DIRECTIONS FOR THIS TASK:
Convert the lines from the start of the records up to and including the line with "point(169, 24)" into a numbered list, with blank lines omitted. Leave the pictures out of the answer.

[Dataset records on where objects are located]
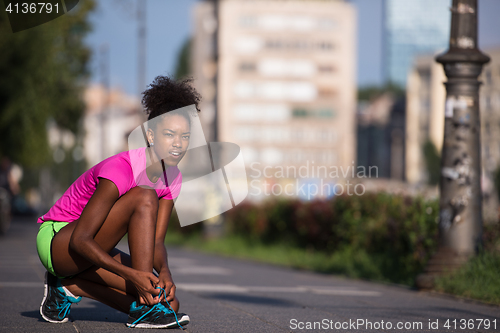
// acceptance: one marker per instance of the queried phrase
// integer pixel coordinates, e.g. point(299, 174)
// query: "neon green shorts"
point(46, 233)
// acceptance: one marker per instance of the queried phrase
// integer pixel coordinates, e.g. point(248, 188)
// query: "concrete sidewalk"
point(228, 295)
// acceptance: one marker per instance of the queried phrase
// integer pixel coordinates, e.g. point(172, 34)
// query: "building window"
point(326, 69)
point(248, 21)
point(247, 67)
point(326, 92)
point(299, 113)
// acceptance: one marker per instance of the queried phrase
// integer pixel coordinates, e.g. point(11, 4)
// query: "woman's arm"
point(82, 240)
point(160, 255)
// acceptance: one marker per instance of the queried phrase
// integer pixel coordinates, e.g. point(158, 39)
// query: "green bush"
point(397, 233)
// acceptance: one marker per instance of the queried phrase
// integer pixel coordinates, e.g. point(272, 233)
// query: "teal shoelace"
point(161, 307)
point(64, 308)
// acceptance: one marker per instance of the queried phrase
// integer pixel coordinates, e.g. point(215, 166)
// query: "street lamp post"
point(460, 216)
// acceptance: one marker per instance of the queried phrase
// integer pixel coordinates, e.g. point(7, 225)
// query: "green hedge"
point(397, 233)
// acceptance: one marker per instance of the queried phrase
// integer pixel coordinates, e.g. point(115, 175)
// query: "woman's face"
point(170, 138)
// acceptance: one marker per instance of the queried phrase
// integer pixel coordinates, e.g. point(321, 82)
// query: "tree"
point(370, 92)
point(42, 74)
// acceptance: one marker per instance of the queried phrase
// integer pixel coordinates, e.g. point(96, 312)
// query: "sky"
point(169, 24)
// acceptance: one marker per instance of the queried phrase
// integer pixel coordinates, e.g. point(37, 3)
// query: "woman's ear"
point(150, 137)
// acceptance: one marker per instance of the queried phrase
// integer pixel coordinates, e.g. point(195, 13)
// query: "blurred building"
point(426, 96)
point(281, 75)
point(109, 118)
point(381, 135)
point(413, 28)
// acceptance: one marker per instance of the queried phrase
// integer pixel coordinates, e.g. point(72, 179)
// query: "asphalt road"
point(227, 295)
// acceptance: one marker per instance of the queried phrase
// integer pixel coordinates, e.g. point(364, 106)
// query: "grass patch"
point(478, 279)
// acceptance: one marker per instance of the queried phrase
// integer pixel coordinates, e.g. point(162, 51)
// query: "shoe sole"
point(183, 321)
point(45, 293)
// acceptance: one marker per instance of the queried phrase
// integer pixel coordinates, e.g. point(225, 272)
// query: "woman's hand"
point(167, 283)
point(145, 283)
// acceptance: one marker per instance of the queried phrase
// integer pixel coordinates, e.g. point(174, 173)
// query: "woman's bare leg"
point(135, 212)
point(106, 287)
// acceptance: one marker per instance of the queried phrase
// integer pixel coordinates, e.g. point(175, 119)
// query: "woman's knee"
point(144, 198)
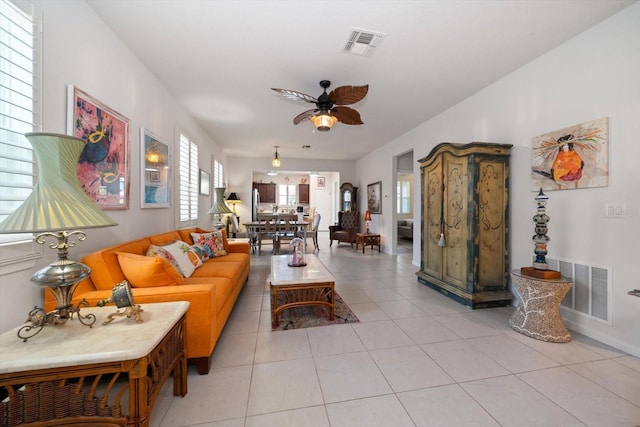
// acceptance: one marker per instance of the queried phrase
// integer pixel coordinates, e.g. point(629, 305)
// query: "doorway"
point(404, 216)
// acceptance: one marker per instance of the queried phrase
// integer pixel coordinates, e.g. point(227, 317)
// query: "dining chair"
point(313, 232)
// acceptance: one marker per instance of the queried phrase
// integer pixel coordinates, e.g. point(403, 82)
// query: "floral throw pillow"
point(210, 244)
point(178, 254)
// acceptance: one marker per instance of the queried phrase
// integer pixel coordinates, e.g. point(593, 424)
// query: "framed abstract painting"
point(573, 157)
point(103, 168)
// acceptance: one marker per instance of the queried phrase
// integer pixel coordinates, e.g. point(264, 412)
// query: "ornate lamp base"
point(39, 318)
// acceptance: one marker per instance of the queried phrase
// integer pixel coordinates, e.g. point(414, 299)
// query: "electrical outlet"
point(615, 210)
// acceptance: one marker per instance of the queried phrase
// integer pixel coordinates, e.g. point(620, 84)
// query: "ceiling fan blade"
point(345, 95)
point(295, 96)
point(346, 115)
point(303, 116)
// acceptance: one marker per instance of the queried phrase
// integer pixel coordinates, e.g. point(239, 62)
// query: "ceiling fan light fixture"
point(276, 160)
point(323, 121)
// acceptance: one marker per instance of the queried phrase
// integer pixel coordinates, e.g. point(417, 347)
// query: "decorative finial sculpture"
point(540, 238)
point(540, 268)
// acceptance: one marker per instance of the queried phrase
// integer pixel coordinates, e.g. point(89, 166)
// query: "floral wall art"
point(103, 168)
point(573, 157)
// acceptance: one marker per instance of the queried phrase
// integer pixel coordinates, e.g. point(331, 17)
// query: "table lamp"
point(233, 200)
point(219, 207)
point(57, 207)
point(367, 218)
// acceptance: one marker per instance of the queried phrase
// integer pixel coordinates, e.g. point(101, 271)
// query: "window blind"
point(17, 109)
point(189, 175)
point(218, 174)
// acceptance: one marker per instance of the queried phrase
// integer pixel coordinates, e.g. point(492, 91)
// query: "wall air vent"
point(591, 294)
point(362, 42)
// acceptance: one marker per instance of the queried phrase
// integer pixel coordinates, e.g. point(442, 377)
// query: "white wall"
point(79, 49)
point(594, 75)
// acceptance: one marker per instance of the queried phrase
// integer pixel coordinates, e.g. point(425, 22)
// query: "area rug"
point(313, 315)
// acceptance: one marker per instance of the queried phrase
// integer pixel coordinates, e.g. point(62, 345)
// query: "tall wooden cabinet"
point(465, 204)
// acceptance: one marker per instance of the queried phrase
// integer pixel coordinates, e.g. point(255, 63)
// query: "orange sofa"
point(211, 290)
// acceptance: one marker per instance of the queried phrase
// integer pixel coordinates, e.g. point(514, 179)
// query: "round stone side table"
point(538, 315)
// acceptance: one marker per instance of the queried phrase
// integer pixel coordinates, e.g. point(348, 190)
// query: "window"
point(403, 196)
point(218, 174)
point(189, 180)
point(287, 195)
point(19, 95)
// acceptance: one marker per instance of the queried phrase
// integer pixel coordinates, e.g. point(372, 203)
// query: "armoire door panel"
point(432, 219)
point(456, 222)
point(492, 203)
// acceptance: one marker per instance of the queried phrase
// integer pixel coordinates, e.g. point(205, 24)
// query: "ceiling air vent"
point(362, 42)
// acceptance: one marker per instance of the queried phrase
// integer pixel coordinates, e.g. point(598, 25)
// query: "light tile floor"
point(415, 359)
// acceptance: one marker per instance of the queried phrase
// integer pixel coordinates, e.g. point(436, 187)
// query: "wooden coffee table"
point(111, 374)
point(365, 240)
point(291, 287)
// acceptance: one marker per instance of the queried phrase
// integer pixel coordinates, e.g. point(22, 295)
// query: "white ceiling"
point(220, 58)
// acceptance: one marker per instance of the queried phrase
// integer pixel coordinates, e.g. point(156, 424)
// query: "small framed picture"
point(205, 186)
point(374, 192)
point(155, 171)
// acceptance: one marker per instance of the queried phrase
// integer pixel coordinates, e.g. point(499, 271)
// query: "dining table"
point(256, 229)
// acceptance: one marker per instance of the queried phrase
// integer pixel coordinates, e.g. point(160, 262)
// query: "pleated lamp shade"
point(57, 201)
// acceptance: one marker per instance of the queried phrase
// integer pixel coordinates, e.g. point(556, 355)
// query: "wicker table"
point(71, 374)
point(538, 314)
point(365, 240)
point(291, 287)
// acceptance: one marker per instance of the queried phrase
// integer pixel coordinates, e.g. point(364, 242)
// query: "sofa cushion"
point(164, 238)
point(143, 271)
point(230, 270)
point(105, 269)
point(210, 245)
point(179, 254)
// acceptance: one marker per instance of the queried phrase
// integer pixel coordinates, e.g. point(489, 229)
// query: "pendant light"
point(276, 160)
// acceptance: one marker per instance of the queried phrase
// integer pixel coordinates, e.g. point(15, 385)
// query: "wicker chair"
point(345, 231)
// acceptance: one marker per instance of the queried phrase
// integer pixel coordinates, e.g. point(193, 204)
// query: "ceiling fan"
point(331, 107)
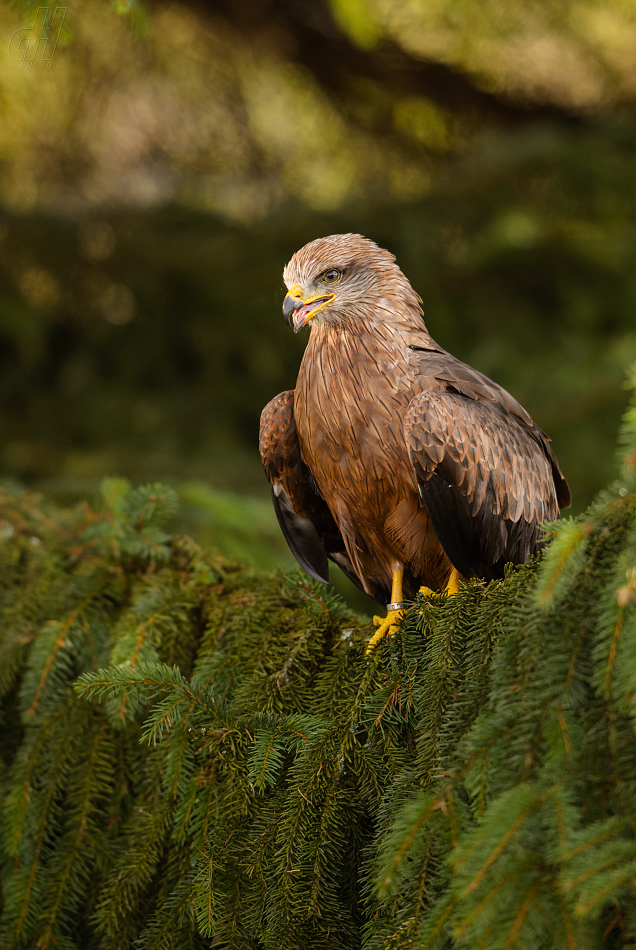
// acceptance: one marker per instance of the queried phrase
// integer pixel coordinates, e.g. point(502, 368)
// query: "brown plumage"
point(391, 454)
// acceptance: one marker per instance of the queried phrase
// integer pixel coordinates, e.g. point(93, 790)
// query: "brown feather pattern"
point(392, 453)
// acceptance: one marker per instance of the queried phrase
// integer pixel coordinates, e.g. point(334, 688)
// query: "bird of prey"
point(404, 466)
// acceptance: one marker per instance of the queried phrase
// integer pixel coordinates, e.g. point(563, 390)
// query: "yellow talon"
point(452, 586)
point(386, 628)
point(388, 625)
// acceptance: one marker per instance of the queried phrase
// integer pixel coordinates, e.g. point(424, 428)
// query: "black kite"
point(403, 465)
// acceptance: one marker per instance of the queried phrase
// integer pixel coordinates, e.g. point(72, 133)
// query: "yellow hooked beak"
point(298, 312)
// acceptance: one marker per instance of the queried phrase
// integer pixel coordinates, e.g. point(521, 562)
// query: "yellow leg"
point(452, 586)
point(388, 625)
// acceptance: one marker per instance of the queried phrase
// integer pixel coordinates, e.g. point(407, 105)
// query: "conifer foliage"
point(198, 754)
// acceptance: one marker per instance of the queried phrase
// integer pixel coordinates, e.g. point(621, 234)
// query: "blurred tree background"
point(155, 179)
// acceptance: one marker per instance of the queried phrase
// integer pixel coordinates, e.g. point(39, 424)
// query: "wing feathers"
point(485, 475)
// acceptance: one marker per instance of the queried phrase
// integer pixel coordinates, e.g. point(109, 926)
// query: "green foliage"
point(231, 770)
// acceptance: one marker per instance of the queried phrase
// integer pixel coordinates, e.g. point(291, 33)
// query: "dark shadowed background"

THE SOLUTION:
1. // acceptance: one marker per instance of the queried phrase
2. // integer pixel coordinates, e.g. point(299, 174)
3. // query: "neon green shorts"
4. point(46, 233)
5. // acceptance: one marker per instance of the queried phrase
6. // integer pixel coordinates, e.g. point(248, 188)
7. // query: "concrete sidewalk"
8. point(228, 295)
9. // acceptance: one marker per instance of the queried phrase
10. // integer pixel coordinates, e.g. point(172, 34)
11. // query: "building window"
12. point(326, 69)
13. point(248, 21)
14. point(247, 67)
15. point(326, 92)
16. point(299, 113)
17. // acceptance: one marker per instance of the queried phrase
18. // integer pixel coordinates, e.g. point(11, 4)
19. // query: "woman's arm"
20. point(82, 240)
21. point(160, 255)
22. // acceptance: one marker per instance of the queried phrase
23. // integer pixel coordinates, e.g. point(158, 39)
24. // query: "green bush"
25. point(397, 233)
26. // acceptance: one marker per instance of the queried phrase
27. // integer pixel coordinates, e.g. point(272, 233)
28. // query: "teal shoelace"
29. point(161, 307)
30. point(64, 308)
31. // acceptance: one marker per instance of the queried phrase
32. // integer pixel coordinates, e.g. point(215, 166)
33. // query: "street lamp post"
34. point(460, 216)
35. // acceptance: one marker per instance of the queried phrase
36. // integer pixel coordinates, e.g. point(7, 225)
37. // query: "green hedge"
38. point(397, 233)
39. // acceptance: one marker per instance of the queried phrase
40. // integer pixel coordinates, e.g. point(115, 175)
41. // query: "woman's face"
42. point(170, 138)
43. // acceptance: one marker per instance of the queried phrase
44. // integer pixel coordinates, e.g. point(321, 82)
45. // query: "tree"
46. point(370, 92)
47. point(42, 74)
48. // acceptance: one marker per instance of the queried phrase
49. // integer pixel coordinates, e.g. point(96, 312)
50. // query: "sky"
51. point(169, 24)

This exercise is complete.